What needs to be done:
Rewrite everything from the line containing "Pinpoint split rail fence." down to the line containing "[0,122,159,195]", changing "Pinpoint" to "Locate" and leaving the rest untouched.

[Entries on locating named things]
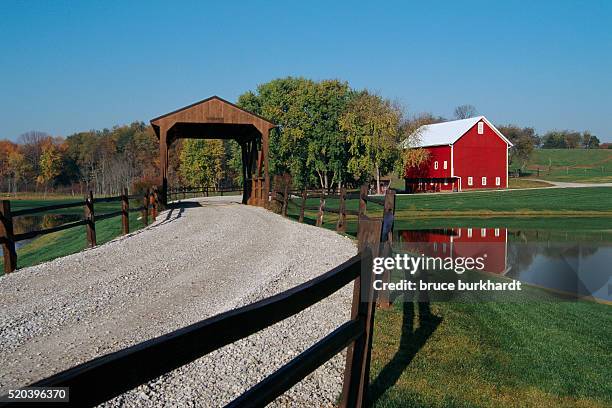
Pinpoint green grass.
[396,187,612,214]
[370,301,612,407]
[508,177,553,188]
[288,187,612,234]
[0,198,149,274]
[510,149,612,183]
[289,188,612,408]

--

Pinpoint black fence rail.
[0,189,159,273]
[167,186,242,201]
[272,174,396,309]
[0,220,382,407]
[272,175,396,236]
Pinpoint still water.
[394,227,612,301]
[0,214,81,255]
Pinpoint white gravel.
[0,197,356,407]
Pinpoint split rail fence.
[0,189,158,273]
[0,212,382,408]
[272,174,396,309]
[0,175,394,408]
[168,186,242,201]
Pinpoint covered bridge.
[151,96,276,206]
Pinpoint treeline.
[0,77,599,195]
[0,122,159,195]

Finished exercise:
Locate split rail fence.
[0,189,158,273]
[0,212,382,408]
[272,174,396,309]
[0,175,394,408]
[168,186,242,201]
Locate covered bridge.
[151,96,276,206]
Locate treeline.
[0,77,599,195]
[0,122,159,195]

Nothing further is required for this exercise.